GIVEN EXERCISE
Present the data below as a two-column CSV with the header text,answer. Give each line of text its own row, with its complete answer, covering all the data. Enclose every field in double quotes and replace line breaks inside a field with spaces.

SOURCE DATA

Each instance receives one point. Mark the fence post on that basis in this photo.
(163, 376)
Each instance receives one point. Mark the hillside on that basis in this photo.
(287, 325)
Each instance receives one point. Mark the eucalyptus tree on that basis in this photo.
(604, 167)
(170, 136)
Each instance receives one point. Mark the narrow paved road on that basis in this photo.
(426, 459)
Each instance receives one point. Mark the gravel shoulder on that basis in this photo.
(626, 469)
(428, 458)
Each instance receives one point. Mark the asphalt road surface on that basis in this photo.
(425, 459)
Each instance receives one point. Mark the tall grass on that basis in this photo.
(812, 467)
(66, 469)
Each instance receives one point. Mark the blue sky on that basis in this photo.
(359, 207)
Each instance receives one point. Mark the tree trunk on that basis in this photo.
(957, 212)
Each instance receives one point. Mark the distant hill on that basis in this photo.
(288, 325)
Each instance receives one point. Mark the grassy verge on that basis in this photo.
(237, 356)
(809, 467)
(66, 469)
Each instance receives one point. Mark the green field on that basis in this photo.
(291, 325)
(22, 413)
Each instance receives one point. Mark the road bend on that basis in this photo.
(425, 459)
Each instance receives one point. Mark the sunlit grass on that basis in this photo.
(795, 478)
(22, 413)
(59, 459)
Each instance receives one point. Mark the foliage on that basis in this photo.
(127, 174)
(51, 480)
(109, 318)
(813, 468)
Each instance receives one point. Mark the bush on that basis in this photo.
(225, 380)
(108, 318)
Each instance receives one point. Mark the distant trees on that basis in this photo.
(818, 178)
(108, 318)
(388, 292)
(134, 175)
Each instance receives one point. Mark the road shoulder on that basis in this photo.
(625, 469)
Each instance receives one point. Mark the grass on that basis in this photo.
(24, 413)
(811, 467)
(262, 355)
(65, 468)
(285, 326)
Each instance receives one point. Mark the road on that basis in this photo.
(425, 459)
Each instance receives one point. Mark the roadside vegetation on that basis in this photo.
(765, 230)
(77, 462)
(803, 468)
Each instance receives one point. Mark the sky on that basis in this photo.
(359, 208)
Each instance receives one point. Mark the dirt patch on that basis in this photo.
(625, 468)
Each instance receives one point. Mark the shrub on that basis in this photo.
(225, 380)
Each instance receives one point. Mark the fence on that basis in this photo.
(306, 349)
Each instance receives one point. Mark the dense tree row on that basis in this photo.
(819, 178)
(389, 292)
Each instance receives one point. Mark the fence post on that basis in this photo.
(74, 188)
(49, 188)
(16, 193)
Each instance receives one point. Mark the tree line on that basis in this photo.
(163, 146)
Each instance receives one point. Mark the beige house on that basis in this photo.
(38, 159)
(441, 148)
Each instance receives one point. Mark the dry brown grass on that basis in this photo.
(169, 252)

EXERCISE SOLUTION
text,answer
"Each instance receives one point. Mark the fence post on that basis in this photo.","(163, 376)"
"Each instance receives one point. Mark the hillside on that basis in this photo.","(287, 325)"
"Each instance receives one point. Mark the eucalyptus tree on that basis in this photo.","(604, 167) (170, 136)"
"Each instance receives one point. Mark the narrow paved road on that basis in this photo.","(426, 459)"
"Each instance receives one point. Mark the gravel shoulder on that basis in this photo.","(626, 469) (428, 458)"
"Each instance receives one point. Mark the asphalt road surface on that basis in this photo.","(425, 459)"
"Each instance receives one point. Mark the tall grass on that basis in this photo.","(812, 467) (66, 469)"
"Each instance receives one point. Mark the blue sky on that basis in this photo.","(359, 207)"
"Each instance receives one point. Mark the tree trunk on that basis in this photo.","(957, 212)"
"Each instance receives one point. Mark the distant hill on that basis in this photo.","(288, 325)"
"Each instance receives one point. Mark the grassy verge on that basis in this photo.","(237, 356) (809, 467) (66, 469)"
"Each instance receives one point. Mark the green field on that basis in this photo.","(291, 325) (22, 413)"
"Each instance receives one point. Mark the road bend on that basis in this photo.","(425, 459)"
"Each instance receives one point. Mark the sunlit grass on that basis in this photo.","(795, 478) (22, 413) (59, 459)"
"Each instance receives one point. Mark the foliage on that basis in this photo.","(127, 174) (51, 480) (109, 318) (813, 468)"
"Each instance receives one point. Mark the bush on that basis in this photo.","(225, 380) (108, 318)"
"Each instance receives one point. Mark the distant trees on that basis in this photo.","(818, 178) (108, 318) (388, 292) (134, 175)"
"Each instance receives one point. Mark the road shoulder on that basis in this photo.","(625, 469)"
"Each instance receives one point. Mark the grass on that basis in this photo.","(24, 413) (811, 467) (262, 355) (65, 468) (285, 326)"
"Each instance receives one point. Mark the road on that basis in this photo.","(425, 459)"
"Each instance receives one point. Mark the roadside vegetation on that basis in this photo.","(765, 230) (77, 462) (803, 468)"
"Each instance receives one point. Mark the sky on that basis in this photo.","(359, 208)"
"Each instance receives one point. Mark the dirt patch on that basis in this photo.","(625, 468)"
"Each instance receives one point. Mark the shrub on that basis in this photo.","(225, 380)"
"Each instance receives one point. Mark the fence on that basis in this photo.","(306, 349)"
"Each instance receives one point. Mark the dense tree row on that basis in this photo.","(819, 178) (389, 292)"
"Each instance receives one point. Mark the fence post on that basis in this photo.","(74, 188) (49, 188) (16, 193)"
"Each instance receives one point. Mark the tree line on that basis in this photo.","(163, 146)"
"Each instance receives one point. Mark the beige house on that basis in this photo.","(38, 159) (441, 148)"
"Each instance receives one point. Mark the dry brown grass on that basis in this photo.","(169, 252)"